--- RAW DATA ---

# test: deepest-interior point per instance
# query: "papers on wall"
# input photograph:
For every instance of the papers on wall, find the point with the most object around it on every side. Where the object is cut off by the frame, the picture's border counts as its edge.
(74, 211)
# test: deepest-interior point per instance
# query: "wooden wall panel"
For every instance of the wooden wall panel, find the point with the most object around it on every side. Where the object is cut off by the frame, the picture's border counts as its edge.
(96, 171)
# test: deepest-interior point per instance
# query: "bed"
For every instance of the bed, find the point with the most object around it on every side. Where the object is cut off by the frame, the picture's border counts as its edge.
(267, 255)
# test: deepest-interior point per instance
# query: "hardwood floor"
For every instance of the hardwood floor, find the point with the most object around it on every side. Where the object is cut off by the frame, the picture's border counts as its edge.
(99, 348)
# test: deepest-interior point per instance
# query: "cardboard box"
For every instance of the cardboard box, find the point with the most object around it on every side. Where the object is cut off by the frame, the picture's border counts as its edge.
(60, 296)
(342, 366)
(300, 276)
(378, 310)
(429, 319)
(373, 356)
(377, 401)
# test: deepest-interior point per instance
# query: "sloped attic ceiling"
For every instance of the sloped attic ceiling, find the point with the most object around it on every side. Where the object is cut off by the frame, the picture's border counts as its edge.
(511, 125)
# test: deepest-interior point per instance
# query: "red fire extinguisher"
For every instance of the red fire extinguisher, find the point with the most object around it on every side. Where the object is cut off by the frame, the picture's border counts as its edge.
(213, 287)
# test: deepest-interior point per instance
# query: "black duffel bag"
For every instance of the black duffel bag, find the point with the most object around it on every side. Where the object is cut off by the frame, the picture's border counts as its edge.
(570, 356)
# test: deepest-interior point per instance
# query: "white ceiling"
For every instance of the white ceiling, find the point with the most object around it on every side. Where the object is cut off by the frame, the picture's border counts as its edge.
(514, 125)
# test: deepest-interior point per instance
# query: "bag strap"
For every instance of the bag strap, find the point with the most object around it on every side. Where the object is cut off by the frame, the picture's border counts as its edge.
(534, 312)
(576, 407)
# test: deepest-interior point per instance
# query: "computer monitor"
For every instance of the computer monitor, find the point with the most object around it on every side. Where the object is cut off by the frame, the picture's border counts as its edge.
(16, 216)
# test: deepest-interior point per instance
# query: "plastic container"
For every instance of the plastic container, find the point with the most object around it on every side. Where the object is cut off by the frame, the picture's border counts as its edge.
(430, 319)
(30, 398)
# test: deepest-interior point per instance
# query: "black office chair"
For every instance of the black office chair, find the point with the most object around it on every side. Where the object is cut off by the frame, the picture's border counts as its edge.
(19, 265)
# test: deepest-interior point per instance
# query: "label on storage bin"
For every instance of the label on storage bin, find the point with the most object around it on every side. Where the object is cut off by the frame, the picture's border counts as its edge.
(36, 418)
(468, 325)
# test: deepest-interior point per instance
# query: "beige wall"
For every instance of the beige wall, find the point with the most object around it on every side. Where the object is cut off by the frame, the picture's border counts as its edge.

---

[EXERCISE DETAILS]
Your task is to transcribe the material exactly.

[TASK RESULT]
# test: deepest-interior point per instance
# query: "papers on wall"
# input photograph:
For every instance of the papers on wall, find the point with the most object around it on every side. Where the object is cut off by the frame, the picture's border counts as its edge.
(74, 211)
# test: deepest-interior point per instance
# query: "wooden wall panel"
For every instance of the wooden wall panel, find the point with the most object around it on every side. Where the object is cut off by the frame, the picture's border counts as its edge.
(96, 171)
# test: deepest-interior point per instance
# query: "bed"
For every instance of the bed, find the point with the most object around it on every side. Where the object is cut off by the frame, the picture's border counts as its edge.
(267, 255)
# test: deepest-interior point per instance
# query: "hardwood floor"
For every instance of the hardwood floor, find the point with the most object around it on every side. Where the object is cut off by the frame, the picture's border counts as its edge.
(99, 348)
# test: deepest-interior point per instance
# query: "cardboard box"
For every instance of the cardboard box, find the point with the most object around it on every side. Where the object is cut off by the frame, the picture's border counts as its edge.
(60, 296)
(342, 366)
(300, 276)
(378, 310)
(429, 319)
(373, 356)
(377, 401)
# test: deepest-interior point per instance
# query: "sloped attic ceiling"
For every instance of the sloped attic ceiling, find the point with the most object around it on every side. Where the object is cut off by the frame, the picture's border counts as its edge.
(511, 125)
# test: deepest-interior point per instance
# query: "red fire extinguisher"
For every instance of the red fire extinguisher, find the point with the most object around it on every side. Where the object is cut off by the frame, the picture's border counts as its edge.
(213, 287)
# test: deepest-interior point per instance
# query: "black duffel bag"
For every instance of the black duffel bag, find the point with the most object around it on every side. Where the object is cut off by the frame, the picture's border counts as its edge.
(570, 356)
# test: deepest-interior point per instance
# query: "white ceiling"
For every instance of the white ceiling, find the point with the most object around it on every side. Where the object is cut off by the frame, the picture's border counts as its edge.
(514, 125)
# test: deepest-interior point per instance
# query: "bag strap"
For every instance of the bag strap, find the point with the most object around it on every side. Where the object is cut off by the frame, the picture's border counts as its edge.
(534, 312)
(576, 407)
# test: deepest-interior point per instance
# query: "computer monitor"
For every instance of the computer monitor, find the point with the most object around it on every side. Where the object is cut off by the frame, the picture's border counts as its edge.
(16, 216)
# test: deepest-interior point per instance
# query: "plastic container"
For every instance of the plastic container, find the point with the most object around it on every side. Where the object is cut off by the frame, the picture's border counts as its edge.
(430, 319)
(30, 398)
# test: deepest-interior point per instance
# query: "black office chair"
For every instance of the black office chair, find the point with the most object around it on every side. Where the object is cut off by the frame, the picture's border counts as its edge.
(19, 265)
# test: deepest-interior point per instance
# query: "label on storage bin"
For every instance of the label on storage bin, find the point with the most object around it on every side. Where the object is cut off by the frame, the picture's border counts as its edge.
(36, 418)
(468, 325)
# test: deepest-interior point per instance
# query: "beige wall"
For every instance of the beige wall, find the point with the most object around it on every side. Where the object is cut off by the frame, the picture's border counts as its edge.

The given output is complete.